▸ WHAT YOU SHOULD DO
Report each line from the entries in which "instance" can be found.

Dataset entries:
= Beginning of Section =
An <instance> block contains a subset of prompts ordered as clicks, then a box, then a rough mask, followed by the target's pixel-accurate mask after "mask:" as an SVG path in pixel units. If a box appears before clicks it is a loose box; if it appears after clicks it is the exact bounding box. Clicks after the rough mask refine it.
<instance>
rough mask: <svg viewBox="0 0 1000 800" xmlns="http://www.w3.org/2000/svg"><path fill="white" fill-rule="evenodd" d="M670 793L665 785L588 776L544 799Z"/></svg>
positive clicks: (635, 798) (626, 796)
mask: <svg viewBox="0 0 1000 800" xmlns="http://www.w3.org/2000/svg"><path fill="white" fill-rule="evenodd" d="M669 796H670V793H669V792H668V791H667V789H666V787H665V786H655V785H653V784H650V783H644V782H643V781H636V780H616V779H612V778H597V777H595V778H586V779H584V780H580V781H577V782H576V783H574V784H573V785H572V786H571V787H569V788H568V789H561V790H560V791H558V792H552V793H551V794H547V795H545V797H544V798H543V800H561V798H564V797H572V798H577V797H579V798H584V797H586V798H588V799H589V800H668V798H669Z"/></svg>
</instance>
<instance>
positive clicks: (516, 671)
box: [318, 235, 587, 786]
= End of Section =
▸ FINISHED TASK
An <instance> block contains a subset of prompts ordered as clicks, then a box, then a rough mask, followed by the target's pixel-accurate mask after "mask:" as an SVG path in pixel units. If a box appears before clicks it is a loose box; if it appears after clicks it is the exact bounding box. Clicks after the rough mask refine it.
<instance>
</instance>
<instance>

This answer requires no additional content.